--- Records for the exercise Enclosed Below ---
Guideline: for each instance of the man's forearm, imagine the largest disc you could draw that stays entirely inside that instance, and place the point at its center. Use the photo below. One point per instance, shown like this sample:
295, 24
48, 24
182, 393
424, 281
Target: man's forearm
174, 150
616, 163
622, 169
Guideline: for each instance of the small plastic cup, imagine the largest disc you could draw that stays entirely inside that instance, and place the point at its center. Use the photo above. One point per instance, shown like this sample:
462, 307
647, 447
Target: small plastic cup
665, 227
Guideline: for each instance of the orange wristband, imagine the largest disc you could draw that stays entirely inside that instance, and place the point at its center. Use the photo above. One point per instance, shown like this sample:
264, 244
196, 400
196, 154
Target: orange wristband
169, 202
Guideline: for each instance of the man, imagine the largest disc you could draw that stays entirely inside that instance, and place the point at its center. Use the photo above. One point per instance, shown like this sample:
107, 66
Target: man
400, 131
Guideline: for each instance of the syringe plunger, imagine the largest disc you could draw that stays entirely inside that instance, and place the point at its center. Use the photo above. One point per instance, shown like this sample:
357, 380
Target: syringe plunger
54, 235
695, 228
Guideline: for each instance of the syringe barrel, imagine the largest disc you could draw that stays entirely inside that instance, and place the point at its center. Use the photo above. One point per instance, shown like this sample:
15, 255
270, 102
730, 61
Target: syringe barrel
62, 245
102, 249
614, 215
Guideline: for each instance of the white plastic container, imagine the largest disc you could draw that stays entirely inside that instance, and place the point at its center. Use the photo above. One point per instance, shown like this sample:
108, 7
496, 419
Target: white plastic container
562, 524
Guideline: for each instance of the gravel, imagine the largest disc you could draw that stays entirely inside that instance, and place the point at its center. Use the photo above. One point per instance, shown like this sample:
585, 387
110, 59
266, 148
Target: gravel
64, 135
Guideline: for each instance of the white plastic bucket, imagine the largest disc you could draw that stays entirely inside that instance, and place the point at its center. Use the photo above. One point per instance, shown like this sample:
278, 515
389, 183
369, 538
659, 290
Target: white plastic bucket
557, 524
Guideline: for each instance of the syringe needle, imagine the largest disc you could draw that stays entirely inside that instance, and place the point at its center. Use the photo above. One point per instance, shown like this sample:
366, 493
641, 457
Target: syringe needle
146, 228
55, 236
--- End of Enclosed Records for the exercise ---
--- Records for the exercise Enclosed Below ---
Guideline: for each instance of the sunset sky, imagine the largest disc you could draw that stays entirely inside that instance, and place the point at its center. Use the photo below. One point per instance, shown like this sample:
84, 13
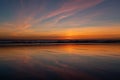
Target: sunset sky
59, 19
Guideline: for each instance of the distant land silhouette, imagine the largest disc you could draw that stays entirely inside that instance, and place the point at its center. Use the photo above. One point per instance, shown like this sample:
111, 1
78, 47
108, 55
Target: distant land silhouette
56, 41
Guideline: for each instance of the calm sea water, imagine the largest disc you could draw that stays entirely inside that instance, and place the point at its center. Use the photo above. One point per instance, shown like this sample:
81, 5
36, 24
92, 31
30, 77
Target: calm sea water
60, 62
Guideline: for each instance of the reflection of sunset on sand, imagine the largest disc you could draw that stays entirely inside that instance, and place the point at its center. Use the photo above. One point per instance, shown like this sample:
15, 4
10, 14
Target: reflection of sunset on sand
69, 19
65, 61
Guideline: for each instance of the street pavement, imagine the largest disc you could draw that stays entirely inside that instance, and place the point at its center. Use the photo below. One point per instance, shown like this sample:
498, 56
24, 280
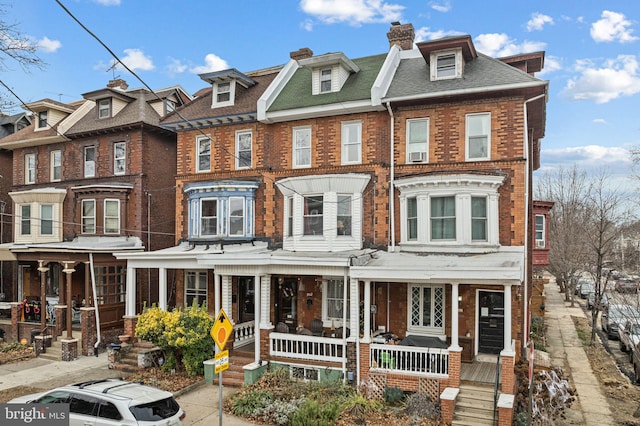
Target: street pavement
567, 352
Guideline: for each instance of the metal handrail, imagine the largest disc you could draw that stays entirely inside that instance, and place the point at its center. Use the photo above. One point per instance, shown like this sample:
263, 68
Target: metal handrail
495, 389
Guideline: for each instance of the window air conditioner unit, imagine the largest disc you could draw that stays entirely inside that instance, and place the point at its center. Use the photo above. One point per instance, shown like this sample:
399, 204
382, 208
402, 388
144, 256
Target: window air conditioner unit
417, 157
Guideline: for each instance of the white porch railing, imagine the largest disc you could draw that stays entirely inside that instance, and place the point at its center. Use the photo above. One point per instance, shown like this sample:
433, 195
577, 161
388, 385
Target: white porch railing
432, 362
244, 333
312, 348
--- End of Enclosed Records for the exercise ---
--- Records for the exercise Enclosed Below ---
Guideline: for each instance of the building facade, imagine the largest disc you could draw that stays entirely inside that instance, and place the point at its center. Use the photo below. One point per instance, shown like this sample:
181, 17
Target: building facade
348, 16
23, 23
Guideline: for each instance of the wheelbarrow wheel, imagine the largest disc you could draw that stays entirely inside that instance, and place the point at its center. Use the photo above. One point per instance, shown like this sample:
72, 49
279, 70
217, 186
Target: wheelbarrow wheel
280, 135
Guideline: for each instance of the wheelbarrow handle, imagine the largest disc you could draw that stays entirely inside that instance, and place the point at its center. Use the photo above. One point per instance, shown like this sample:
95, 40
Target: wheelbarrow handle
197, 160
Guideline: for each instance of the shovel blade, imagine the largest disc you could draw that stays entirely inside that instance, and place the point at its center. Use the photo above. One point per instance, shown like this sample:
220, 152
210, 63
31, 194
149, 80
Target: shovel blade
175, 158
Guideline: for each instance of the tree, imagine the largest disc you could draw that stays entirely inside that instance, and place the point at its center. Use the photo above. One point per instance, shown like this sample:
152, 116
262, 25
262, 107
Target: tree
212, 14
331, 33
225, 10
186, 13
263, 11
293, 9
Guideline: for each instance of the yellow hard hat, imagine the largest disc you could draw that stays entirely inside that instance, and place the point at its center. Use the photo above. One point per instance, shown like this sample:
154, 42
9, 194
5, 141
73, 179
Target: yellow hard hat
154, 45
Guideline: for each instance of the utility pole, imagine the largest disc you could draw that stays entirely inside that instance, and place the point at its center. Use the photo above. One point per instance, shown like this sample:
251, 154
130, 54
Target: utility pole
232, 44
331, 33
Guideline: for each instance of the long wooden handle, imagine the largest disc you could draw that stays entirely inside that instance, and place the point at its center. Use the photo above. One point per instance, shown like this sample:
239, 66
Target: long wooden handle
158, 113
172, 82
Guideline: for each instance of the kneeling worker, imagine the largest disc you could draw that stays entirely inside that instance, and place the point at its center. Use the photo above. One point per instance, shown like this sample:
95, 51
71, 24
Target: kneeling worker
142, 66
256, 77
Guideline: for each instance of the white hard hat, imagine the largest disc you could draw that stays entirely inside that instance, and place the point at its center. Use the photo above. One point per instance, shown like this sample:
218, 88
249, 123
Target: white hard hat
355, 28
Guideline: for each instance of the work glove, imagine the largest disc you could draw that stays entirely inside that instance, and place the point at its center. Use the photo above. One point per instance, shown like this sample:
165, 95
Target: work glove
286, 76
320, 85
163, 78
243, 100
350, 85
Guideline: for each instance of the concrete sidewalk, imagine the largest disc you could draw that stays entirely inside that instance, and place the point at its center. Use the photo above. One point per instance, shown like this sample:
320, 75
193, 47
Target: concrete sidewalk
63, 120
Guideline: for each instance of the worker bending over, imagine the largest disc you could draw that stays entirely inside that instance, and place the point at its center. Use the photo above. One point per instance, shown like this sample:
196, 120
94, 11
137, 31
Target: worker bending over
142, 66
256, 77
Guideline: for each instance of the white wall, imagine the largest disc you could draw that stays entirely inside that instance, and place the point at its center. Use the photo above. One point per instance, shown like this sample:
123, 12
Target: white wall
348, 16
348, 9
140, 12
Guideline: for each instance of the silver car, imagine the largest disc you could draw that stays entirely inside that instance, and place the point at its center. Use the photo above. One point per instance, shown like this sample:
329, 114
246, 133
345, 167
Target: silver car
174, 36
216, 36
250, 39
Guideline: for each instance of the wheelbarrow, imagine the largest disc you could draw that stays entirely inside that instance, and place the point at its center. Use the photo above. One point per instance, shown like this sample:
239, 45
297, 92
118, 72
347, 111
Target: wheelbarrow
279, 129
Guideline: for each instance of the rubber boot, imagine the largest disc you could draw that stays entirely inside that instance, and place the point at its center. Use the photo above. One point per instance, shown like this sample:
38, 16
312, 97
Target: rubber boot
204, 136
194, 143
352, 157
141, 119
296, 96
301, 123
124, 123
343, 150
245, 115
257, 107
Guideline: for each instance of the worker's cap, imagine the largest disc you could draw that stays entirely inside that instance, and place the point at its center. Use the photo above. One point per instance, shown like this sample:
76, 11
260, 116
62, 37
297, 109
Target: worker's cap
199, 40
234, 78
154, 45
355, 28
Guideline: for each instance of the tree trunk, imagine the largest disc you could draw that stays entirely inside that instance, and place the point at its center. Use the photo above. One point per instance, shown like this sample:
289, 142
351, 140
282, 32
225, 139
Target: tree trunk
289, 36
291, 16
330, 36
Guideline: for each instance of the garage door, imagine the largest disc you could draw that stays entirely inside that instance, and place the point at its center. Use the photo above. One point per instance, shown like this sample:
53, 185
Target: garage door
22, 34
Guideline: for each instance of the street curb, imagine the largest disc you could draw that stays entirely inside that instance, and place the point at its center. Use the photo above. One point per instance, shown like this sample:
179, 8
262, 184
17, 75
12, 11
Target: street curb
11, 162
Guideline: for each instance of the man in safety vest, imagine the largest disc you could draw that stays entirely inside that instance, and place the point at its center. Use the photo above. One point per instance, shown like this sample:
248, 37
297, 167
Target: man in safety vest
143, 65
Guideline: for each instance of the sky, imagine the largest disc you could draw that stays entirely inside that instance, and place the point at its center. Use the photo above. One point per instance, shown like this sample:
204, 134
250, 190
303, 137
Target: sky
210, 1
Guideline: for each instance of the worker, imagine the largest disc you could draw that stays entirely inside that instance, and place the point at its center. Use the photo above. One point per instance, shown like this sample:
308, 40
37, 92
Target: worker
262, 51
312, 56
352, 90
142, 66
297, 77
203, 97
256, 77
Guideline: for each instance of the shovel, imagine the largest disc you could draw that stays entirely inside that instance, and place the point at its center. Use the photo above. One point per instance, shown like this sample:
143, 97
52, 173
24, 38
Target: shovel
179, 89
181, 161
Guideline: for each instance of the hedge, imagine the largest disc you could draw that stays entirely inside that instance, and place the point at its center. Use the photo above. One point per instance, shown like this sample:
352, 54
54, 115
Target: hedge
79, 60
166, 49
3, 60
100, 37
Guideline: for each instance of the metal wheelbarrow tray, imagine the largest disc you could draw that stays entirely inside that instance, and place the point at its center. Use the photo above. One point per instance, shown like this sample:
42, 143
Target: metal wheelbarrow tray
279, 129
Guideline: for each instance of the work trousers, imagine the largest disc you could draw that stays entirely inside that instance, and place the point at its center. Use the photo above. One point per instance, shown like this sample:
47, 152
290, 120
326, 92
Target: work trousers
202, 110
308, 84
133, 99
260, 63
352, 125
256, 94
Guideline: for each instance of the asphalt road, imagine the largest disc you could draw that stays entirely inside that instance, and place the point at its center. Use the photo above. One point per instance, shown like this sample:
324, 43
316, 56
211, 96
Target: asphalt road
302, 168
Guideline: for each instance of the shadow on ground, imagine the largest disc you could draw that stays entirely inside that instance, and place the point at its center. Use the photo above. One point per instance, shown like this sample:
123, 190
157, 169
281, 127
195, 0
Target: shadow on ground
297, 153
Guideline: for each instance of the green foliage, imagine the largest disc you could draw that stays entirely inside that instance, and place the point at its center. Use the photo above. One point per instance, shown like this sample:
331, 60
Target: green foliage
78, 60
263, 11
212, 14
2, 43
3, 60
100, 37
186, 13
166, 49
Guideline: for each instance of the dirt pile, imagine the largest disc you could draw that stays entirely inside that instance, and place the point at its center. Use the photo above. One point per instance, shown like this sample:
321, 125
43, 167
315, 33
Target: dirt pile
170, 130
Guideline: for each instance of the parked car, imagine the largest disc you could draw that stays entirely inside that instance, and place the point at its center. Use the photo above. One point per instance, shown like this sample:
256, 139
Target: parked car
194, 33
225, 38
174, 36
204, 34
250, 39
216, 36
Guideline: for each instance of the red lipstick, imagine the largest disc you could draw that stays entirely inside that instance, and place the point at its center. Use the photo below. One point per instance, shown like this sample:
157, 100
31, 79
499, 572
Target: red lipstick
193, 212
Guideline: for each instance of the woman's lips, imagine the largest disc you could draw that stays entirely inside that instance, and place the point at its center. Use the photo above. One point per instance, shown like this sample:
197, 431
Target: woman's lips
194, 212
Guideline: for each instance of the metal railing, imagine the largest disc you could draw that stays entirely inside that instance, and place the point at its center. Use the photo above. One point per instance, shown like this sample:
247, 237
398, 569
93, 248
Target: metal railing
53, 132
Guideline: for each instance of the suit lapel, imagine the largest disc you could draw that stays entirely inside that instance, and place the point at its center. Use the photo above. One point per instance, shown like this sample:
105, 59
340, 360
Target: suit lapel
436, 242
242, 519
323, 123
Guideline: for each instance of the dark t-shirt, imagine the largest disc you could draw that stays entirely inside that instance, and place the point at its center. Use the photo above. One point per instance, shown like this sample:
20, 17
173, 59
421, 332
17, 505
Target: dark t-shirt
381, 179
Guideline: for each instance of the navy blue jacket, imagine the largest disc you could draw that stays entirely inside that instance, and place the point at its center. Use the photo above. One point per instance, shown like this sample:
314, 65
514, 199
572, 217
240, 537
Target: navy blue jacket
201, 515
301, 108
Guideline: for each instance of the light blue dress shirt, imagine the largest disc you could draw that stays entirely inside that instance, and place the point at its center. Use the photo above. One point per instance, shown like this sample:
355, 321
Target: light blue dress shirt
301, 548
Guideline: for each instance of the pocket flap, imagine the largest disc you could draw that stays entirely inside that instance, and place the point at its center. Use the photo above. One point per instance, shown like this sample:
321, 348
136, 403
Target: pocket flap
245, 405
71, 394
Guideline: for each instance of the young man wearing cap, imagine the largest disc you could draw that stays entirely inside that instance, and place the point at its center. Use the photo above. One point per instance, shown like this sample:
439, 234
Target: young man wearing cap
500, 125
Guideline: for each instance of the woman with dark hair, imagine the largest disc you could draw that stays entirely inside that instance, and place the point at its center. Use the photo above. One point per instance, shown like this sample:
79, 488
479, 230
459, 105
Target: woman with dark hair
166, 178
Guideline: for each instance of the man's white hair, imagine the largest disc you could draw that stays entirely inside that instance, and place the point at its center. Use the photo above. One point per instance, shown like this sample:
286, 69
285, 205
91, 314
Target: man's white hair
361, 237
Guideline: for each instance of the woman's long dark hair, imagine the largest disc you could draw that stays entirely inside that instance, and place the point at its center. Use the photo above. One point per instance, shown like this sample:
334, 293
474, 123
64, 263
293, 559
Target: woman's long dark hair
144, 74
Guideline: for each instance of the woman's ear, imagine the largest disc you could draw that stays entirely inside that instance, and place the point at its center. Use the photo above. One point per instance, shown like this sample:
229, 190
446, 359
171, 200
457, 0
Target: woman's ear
--- End of Enclosed Records for the exercise ---
▶ _Task brief_
The output should be exactly the lines above from the line containing "Guideline: for each instance of the shadow" to the line containing "Guideline: for each instance of the suit", inclusive, with no other lines.

▶ _Answer space_
Guideline: for each instance of the shadow on ground, imagine the largest disc you could draw that stays entirely inside that instance, and place the point at its center. Use the photo above. One point per instance, shown like this sample:
123, 190
157, 169
281, 127
195, 0
Target: shadow on ground
297, 153
Guideline: for each instance of the green foliage, imagine the largest disc you could draw that stays entirely inside that instance, and place the point at its center. Use the photo above. One point per instance, shown like this sample:
331, 60
Target: green foliage
78, 60
263, 11
212, 14
2, 43
3, 60
100, 37
186, 13
166, 49
Guideline: for each instance of the dirt pile, imagine the largest disc you could draw that stays entirely inside that instance, and place the point at its center. Use the photo above. One point per instance, shown like this sample:
321, 125
43, 167
315, 33
Target: dirt pile
170, 130
Guideline: for each instance of the parked car, imagine the largest disc you could draw that stays entirely inside that instance, and place the point at its center. Use the photo above. One point per instance, shown like this sample:
256, 139
Target: parked car
194, 33
225, 38
174, 36
204, 34
250, 39
216, 36
Guideline: for each instance of the red lipstick, imagine the largest disc you could draw that stays entirely inside that instance, and place the point at its center. Use the photo below. One point per instance, shown like this sample:
157, 100
31, 79
499, 572
Target: red lipstick
193, 212
Guideline: for each instance of the woman's lips, imagine the largest disc you could draw that stays entirely inside that instance, and place the point at its center. Use the photo above. One point per instance, shown like this sample:
197, 431
Target: woman's lips
194, 212
Guideline: for each instance of the metal railing, imagine the largest disc you could draw that stays entirely inside that instance, and place the point at its center. Use the photo above. One point per instance, shown like this sample:
247, 237
398, 569
93, 248
Target: metal railing
53, 132
Guideline: for each instance of the suit lapel, imagine the largest disc you could draw that stays entirely inside that instance, and place the point at its center. Use the photo above. One point per instance, shown like this sample:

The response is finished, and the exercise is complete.